Aim of the exercise - Output range, inclusive: from the line containing "dark window glass" to the line containing "dirt yard patch". Restate those lines from the data below word for word and only those.
──────────
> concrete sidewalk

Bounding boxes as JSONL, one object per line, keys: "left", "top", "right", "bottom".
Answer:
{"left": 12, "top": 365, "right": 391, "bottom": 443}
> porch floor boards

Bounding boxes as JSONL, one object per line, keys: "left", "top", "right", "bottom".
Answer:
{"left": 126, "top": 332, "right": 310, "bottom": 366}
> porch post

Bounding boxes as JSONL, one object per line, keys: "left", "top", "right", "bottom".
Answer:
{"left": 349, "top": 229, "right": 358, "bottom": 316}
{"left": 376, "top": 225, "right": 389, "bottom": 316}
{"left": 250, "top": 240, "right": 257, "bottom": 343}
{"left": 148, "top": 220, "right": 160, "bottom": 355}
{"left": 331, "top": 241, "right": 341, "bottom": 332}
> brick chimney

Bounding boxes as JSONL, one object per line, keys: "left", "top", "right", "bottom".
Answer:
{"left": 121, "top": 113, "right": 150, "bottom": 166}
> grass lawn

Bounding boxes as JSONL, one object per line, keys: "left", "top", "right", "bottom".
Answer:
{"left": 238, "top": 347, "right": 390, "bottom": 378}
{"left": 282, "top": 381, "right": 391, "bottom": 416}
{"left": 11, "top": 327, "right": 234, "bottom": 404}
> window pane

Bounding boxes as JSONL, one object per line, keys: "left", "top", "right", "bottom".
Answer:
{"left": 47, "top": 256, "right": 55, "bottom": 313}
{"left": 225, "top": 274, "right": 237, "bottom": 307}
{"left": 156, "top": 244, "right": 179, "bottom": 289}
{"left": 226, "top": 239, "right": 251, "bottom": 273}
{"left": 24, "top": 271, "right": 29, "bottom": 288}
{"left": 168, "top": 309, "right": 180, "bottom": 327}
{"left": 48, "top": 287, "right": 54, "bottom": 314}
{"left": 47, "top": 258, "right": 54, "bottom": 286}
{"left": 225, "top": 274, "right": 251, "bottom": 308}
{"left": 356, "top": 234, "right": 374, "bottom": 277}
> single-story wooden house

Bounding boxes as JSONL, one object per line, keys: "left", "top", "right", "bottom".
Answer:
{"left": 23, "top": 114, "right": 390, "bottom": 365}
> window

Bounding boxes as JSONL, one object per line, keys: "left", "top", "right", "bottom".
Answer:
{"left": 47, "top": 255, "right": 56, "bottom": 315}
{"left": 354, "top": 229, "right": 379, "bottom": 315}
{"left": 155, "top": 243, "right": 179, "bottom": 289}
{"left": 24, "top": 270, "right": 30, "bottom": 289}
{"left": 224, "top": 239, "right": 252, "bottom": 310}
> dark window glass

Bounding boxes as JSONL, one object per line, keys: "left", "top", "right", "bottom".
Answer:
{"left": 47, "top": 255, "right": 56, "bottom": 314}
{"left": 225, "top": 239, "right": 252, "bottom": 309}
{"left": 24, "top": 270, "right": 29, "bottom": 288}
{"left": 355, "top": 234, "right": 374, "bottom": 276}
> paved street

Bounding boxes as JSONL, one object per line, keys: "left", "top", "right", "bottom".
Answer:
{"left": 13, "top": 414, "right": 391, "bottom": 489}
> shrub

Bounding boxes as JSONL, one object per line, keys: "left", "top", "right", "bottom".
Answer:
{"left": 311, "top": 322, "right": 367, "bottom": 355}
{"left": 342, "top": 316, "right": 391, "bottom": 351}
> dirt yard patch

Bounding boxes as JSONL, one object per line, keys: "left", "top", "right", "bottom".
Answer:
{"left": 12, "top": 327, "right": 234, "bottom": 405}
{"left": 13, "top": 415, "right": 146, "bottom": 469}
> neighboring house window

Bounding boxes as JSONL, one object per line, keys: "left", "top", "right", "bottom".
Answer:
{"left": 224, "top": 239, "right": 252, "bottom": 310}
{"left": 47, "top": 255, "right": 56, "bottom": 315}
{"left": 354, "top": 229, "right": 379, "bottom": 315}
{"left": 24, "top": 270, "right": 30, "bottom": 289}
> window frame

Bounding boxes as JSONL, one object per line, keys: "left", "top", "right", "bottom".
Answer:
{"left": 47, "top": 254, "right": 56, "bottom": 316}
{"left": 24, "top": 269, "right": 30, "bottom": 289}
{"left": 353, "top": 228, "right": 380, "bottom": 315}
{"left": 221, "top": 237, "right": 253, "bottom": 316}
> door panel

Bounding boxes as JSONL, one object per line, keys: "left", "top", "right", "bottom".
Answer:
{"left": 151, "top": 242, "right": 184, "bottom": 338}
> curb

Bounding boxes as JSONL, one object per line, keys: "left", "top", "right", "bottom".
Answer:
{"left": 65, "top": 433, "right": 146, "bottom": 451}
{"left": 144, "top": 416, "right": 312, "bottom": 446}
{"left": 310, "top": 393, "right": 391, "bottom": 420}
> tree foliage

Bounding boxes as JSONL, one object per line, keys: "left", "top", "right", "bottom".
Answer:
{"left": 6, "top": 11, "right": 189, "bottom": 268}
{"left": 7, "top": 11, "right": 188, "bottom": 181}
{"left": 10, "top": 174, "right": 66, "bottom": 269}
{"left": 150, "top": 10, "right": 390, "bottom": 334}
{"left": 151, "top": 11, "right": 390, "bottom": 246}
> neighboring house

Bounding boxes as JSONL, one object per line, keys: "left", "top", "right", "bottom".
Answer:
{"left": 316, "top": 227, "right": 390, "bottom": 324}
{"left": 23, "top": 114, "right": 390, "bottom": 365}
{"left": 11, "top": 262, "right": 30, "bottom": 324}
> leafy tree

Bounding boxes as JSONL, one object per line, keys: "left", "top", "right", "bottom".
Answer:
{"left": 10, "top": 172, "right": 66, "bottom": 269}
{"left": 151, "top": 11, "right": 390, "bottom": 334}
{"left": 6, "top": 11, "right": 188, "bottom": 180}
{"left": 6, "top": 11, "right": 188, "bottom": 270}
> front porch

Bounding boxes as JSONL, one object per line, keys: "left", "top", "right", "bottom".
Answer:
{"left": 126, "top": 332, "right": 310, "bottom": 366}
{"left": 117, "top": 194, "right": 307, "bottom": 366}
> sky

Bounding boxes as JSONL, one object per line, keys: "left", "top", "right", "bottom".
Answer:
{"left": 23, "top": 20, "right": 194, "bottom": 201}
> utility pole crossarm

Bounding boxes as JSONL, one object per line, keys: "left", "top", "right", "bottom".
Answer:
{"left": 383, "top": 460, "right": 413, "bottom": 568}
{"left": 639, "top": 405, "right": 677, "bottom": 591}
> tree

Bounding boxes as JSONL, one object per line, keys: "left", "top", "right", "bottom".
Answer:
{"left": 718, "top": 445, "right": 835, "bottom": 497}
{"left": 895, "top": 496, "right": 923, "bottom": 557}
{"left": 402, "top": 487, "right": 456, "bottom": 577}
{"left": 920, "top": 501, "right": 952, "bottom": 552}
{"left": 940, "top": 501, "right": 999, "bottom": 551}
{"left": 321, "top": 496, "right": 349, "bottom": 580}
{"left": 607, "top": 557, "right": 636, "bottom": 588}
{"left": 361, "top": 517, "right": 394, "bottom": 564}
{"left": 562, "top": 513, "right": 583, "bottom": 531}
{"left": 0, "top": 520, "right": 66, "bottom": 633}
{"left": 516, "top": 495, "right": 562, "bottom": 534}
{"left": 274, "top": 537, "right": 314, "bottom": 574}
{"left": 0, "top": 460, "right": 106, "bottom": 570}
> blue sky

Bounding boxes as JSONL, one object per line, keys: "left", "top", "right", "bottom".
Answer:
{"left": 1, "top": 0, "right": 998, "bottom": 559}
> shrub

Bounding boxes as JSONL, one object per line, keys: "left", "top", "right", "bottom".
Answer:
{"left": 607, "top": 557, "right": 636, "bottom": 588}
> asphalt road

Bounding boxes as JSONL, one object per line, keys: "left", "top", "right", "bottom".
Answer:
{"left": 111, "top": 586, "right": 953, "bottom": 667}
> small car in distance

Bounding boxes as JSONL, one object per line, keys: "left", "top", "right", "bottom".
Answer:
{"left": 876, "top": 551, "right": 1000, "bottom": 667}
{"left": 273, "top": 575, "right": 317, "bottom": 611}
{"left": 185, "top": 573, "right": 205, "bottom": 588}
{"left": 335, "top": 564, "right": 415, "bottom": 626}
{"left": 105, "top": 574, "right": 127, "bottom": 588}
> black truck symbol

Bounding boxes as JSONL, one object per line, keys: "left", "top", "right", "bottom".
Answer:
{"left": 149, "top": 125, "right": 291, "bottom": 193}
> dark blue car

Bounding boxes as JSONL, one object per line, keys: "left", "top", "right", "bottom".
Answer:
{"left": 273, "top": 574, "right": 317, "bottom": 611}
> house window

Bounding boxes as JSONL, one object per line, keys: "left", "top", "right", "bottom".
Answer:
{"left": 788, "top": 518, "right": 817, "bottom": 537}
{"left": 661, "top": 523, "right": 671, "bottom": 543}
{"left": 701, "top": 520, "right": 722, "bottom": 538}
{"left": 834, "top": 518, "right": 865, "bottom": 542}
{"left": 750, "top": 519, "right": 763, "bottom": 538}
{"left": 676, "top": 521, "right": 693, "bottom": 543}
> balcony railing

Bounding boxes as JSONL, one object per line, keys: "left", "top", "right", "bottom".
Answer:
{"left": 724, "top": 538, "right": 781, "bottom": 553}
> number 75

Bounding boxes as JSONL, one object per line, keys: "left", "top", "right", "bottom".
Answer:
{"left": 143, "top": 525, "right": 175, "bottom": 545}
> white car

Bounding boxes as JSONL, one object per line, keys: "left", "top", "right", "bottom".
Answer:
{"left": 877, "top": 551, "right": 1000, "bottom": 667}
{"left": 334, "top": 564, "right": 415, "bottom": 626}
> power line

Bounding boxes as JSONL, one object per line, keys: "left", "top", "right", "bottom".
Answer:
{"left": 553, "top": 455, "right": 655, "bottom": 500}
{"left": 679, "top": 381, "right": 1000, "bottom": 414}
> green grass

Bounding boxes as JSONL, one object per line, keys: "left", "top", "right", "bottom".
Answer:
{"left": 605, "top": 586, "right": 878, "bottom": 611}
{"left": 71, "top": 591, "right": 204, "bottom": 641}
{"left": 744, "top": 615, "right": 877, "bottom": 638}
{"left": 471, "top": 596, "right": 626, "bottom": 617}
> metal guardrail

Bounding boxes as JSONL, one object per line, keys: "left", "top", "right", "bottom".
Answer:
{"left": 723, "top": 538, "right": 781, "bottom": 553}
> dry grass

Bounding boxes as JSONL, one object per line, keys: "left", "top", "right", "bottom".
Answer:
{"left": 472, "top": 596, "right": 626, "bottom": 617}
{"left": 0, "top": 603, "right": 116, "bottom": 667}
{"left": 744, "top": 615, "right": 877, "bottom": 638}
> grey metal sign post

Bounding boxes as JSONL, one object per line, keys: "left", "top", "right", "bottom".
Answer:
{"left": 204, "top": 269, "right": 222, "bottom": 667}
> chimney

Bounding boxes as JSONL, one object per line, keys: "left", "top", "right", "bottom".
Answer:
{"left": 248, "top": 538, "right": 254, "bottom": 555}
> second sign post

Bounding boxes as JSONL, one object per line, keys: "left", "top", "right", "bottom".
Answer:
──────────
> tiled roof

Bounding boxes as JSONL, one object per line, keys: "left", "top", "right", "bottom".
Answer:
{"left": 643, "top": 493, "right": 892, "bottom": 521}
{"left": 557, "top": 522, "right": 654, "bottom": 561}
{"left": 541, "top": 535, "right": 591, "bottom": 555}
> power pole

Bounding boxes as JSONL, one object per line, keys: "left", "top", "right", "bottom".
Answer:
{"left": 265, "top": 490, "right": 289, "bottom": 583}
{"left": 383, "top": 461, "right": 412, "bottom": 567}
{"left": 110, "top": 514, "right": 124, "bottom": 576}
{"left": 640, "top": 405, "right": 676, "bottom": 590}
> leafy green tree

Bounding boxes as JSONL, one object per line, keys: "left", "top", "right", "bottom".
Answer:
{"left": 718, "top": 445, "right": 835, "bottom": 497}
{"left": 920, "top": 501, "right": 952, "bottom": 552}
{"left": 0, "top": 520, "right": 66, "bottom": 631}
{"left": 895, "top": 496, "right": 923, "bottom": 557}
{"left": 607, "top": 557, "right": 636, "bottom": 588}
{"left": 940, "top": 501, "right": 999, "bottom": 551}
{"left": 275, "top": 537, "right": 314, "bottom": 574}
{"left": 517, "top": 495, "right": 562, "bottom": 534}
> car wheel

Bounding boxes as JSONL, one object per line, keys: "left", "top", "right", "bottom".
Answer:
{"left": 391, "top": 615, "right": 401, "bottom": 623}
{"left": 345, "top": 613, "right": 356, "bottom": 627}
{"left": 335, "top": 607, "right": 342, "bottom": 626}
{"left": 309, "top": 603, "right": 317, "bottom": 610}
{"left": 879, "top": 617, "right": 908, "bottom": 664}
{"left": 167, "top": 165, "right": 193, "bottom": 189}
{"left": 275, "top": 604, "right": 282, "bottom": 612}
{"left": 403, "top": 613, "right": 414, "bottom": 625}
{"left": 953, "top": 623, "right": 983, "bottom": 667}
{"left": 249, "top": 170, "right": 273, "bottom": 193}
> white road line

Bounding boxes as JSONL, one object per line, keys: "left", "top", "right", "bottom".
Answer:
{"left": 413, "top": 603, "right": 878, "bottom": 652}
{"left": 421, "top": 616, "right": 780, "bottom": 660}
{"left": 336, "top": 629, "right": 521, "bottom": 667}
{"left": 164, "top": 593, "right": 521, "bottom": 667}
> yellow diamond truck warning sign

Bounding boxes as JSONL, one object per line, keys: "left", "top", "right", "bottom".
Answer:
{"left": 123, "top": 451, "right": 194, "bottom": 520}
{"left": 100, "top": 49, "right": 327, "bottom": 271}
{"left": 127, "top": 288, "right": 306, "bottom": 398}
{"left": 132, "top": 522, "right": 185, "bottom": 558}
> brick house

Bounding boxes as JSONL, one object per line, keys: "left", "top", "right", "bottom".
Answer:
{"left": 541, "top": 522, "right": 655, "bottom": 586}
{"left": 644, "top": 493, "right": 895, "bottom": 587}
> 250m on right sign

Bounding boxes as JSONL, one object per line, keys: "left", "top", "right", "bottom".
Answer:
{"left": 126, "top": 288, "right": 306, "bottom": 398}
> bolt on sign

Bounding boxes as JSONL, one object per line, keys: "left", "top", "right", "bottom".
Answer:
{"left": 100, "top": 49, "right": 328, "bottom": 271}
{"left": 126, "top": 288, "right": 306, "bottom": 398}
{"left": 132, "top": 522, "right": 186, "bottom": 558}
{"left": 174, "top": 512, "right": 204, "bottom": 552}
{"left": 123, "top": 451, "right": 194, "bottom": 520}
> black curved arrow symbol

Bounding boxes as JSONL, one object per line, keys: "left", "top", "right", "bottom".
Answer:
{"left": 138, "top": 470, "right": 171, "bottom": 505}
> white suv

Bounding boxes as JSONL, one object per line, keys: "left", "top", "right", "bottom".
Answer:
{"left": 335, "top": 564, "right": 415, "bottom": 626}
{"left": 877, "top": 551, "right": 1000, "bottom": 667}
──────────
Result -
> dark window glass

Bounding boxes as JSONL, one object per line, keys: "left", "top", "right", "bottom".
Answer:
{"left": 47, "top": 255, "right": 56, "bottom": 314}
{"left": 225, "top": 239, "right": 252, "bottom": 309}
{"left": 24, "top": 270, "right": 29, "bottom": 288}
{"left": 355, "top": 234, "right": 374, "bottom": 276}
> paved street

Bounding boxes as JSONL, one object per line, keys: "left", "top", "right", "bottom".
Answer:
{"left": 13, "top": 414, "right": 391, "bottom": 489}
> shrub

Bounding boxes as JSONL, one object per line, keys: "left", "top", "right", "bottom".
Answer:
{"left": 311, "top": 322, "right": 367, "bottom": 355}
{"left": 342, "top": 316, "right": 391, "bottom": 351}
> dirt yard patch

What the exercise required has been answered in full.